━━ PROVIDED RECORDS ━━
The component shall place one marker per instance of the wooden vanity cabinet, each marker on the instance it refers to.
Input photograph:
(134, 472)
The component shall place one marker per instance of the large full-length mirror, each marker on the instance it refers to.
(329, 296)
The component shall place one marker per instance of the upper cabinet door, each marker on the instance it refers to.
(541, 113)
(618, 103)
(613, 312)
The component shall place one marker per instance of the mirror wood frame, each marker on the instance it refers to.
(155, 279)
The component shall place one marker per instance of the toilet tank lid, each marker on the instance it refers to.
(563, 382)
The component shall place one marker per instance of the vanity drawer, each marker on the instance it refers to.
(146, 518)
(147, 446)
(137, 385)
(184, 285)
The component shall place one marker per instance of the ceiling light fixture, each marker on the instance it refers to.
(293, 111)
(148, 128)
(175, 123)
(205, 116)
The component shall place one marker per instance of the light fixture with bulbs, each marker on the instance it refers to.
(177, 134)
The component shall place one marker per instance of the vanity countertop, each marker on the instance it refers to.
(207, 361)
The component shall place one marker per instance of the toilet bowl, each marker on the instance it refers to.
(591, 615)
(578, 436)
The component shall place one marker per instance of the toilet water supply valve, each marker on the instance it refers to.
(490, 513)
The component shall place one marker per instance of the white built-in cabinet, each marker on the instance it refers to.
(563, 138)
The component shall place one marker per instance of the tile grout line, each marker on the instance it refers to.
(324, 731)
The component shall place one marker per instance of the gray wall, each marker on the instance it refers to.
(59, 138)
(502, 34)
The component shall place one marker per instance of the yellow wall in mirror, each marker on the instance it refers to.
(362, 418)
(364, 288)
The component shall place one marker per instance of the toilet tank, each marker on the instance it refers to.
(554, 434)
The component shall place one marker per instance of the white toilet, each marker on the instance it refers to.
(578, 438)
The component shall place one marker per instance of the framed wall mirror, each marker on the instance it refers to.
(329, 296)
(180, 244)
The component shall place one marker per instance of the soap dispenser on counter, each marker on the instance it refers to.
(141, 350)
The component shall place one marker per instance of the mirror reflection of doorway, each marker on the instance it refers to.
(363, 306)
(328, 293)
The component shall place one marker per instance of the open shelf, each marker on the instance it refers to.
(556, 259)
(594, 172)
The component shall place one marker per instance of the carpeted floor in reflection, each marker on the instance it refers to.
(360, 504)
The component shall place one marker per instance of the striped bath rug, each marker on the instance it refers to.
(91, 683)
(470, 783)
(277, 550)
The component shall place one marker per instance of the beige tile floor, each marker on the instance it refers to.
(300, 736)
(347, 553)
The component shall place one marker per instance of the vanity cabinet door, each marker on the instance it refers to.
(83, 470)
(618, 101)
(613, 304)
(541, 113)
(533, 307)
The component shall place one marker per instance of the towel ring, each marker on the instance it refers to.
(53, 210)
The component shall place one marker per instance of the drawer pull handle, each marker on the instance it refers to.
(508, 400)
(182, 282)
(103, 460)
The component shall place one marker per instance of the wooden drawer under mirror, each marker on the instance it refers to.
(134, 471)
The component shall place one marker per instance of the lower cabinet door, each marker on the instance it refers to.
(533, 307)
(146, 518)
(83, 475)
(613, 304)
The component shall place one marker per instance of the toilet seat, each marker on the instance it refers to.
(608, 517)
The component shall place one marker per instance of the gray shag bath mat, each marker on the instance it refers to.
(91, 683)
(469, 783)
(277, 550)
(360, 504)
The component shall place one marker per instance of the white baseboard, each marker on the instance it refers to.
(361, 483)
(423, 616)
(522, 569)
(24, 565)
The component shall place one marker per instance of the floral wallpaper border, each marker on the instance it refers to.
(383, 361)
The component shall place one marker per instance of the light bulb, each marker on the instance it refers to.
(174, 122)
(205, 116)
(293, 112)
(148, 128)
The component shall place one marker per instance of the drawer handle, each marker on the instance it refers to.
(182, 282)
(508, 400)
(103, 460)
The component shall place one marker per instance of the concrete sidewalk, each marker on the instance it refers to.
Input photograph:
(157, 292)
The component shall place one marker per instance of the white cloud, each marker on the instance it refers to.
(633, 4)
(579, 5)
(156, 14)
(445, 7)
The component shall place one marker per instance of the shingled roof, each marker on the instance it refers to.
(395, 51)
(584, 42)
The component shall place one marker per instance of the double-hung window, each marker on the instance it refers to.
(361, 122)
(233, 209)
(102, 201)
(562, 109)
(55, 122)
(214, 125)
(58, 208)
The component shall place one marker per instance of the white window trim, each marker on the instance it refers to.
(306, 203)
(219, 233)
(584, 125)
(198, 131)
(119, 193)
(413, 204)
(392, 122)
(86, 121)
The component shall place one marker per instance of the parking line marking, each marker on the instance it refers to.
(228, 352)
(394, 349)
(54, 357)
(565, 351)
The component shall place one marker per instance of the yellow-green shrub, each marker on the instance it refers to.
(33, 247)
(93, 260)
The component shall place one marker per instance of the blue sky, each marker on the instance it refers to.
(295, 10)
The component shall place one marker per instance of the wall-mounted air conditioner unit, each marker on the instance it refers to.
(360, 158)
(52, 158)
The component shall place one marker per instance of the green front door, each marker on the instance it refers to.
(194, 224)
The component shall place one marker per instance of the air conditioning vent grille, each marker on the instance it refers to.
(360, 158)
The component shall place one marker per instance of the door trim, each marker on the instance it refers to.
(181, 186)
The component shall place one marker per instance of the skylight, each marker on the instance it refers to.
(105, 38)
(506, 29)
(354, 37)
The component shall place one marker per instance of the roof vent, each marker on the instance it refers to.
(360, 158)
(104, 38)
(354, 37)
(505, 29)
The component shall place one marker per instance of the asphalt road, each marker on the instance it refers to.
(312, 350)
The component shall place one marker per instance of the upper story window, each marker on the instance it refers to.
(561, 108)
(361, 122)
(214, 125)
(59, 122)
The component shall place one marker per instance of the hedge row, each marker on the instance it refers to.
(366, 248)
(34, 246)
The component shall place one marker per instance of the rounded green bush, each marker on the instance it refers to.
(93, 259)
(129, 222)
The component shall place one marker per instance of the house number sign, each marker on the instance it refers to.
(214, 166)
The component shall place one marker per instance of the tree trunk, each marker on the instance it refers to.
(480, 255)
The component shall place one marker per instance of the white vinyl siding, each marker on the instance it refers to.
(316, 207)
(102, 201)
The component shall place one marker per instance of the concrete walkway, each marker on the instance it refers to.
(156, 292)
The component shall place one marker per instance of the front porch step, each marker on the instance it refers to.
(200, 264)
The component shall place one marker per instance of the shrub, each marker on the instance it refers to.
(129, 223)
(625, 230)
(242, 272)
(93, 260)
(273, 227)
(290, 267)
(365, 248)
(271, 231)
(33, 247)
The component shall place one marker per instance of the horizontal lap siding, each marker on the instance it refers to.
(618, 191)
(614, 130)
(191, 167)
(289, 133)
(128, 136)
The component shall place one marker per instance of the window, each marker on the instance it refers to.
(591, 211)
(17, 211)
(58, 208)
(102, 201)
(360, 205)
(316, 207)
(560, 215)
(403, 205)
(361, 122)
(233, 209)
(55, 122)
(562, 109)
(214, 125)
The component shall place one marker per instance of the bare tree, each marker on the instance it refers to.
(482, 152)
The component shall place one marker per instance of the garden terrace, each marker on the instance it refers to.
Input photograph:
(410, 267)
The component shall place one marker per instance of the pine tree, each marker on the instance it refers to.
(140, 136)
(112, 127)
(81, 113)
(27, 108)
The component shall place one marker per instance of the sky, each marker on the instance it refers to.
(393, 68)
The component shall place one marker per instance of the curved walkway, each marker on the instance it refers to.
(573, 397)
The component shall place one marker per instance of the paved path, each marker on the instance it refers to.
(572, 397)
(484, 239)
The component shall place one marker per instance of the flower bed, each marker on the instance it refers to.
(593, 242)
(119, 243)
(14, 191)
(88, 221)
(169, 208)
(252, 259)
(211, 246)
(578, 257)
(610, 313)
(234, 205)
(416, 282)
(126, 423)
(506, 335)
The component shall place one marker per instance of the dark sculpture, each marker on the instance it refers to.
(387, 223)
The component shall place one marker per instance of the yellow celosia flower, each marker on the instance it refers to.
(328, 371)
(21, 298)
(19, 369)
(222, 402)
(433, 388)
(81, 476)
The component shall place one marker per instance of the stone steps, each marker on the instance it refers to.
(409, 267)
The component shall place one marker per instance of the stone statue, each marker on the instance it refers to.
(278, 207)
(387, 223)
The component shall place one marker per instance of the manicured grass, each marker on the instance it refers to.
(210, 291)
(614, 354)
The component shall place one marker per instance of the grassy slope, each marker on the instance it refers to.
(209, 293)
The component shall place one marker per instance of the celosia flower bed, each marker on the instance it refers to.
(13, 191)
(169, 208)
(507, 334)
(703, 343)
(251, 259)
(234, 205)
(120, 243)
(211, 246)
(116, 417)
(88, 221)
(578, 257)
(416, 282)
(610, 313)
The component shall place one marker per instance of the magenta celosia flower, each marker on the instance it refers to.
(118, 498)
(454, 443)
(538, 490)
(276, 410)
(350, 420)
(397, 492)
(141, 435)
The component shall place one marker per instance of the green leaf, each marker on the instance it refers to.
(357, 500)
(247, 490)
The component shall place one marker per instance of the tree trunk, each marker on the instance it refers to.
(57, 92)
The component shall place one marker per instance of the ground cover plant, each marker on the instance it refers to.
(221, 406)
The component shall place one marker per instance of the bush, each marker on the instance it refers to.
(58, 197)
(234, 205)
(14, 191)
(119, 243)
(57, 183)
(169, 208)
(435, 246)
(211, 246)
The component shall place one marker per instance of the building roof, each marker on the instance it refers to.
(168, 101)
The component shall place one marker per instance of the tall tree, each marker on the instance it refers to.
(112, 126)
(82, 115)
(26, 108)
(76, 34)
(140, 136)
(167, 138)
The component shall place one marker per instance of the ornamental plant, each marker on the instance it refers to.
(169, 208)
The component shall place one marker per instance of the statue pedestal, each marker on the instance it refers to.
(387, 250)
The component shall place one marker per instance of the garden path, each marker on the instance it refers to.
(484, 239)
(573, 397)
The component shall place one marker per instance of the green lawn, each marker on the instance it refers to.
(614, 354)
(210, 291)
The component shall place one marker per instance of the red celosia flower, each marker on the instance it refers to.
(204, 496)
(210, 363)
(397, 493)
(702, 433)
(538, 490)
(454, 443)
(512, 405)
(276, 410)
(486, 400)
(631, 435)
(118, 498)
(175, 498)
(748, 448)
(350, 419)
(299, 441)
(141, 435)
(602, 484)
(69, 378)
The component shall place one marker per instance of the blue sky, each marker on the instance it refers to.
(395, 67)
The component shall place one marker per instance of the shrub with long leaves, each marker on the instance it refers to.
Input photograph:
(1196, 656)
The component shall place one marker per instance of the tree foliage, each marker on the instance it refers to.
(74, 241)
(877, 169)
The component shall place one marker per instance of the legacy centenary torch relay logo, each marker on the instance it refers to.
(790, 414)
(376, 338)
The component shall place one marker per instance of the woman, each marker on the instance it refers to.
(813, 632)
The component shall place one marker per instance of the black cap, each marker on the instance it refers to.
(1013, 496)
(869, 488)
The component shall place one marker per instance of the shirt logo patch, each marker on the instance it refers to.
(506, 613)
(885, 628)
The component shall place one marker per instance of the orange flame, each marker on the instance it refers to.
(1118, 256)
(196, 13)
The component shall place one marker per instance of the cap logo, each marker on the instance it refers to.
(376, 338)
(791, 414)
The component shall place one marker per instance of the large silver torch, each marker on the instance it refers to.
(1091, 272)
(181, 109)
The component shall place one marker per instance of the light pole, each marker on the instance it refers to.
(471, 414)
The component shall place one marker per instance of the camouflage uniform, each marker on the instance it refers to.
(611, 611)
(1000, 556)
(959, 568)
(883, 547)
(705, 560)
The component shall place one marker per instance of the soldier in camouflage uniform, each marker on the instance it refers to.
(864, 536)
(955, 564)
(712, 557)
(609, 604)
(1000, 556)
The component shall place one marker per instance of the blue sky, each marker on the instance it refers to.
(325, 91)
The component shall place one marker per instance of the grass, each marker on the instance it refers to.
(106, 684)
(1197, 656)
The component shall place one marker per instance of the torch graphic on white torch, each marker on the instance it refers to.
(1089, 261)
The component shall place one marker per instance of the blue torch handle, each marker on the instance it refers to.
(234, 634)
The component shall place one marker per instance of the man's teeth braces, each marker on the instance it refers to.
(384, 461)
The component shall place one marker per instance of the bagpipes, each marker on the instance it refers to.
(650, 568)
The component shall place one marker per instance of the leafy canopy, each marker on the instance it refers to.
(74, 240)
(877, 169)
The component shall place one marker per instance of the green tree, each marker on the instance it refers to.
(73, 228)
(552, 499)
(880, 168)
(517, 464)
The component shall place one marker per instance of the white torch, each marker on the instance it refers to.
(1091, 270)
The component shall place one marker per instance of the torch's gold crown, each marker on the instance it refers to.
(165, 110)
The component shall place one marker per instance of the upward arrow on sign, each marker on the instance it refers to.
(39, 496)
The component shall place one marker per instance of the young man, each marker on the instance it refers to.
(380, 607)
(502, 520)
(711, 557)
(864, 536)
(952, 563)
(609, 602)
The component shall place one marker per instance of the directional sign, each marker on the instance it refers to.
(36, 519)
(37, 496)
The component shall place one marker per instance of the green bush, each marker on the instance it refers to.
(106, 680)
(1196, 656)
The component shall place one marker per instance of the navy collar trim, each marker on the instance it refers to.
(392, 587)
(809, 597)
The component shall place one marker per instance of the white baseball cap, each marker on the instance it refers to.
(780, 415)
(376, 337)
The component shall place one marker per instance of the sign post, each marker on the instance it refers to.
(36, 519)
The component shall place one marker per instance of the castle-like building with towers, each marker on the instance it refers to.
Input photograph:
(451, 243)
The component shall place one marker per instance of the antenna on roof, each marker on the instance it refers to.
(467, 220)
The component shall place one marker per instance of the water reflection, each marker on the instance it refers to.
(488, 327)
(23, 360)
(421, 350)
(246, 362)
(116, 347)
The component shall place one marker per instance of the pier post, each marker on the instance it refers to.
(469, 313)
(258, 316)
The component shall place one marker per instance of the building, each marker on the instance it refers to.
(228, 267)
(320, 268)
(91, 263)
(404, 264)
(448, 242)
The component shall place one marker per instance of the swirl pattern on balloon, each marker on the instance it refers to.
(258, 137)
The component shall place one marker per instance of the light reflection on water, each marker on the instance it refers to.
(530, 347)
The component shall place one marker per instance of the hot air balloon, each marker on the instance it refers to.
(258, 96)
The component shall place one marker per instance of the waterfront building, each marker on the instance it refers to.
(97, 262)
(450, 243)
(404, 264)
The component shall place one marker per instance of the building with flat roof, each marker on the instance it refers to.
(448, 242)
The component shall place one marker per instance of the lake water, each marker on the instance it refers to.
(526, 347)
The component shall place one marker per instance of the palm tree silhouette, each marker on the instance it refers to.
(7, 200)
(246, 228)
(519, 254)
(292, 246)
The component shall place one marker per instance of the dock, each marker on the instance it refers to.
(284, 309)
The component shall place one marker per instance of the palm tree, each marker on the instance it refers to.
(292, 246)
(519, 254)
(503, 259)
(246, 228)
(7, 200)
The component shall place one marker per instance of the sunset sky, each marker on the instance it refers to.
━━━
_EXERCISE PROMPT:_
Reproduce the lines from the one containing "the light reflection" to the end of the entries, keeping both ends and adding nothing.

_OUTPUT OF THE EXERCISE:_
The component shall place one marker per instance of the light reflection on water, each marker on the instance it refers to.
(530, 347)
The component shall place one marker per instance of the hot air balloon, each marker on the instance it refers to.
(258, 96)
The component shall place one marker per instance of the waterfront building, each marker on the instance it refers to.
(97, 262)
(450, 243)
(404, 264)
The component shall place one marker per instance of the building with flat roof, each marker on the instance it refers to.
(448, 242)
The component shall place one marker per instance of the lake water, each marker on the instance it refers to.
(526, 347)
The component shall place one marker per instance of the palm tree silhouette, each marker on the instance it refers to.
(7, 200)
(246, 228)
(519, 254)
(292, 246)
The component shall place one marker per instance of the dock, each marker on the instance it refers to.
(284, 309)
The component shall place one marker per instance of the palm tree, each marker on the instance it refers to.
(292, 246)
(519, 254)
(503, 259)
(246, 228)
(7, 200)
The component shall place one marker per instance of the sunset sky, each marker on the instance it refers to.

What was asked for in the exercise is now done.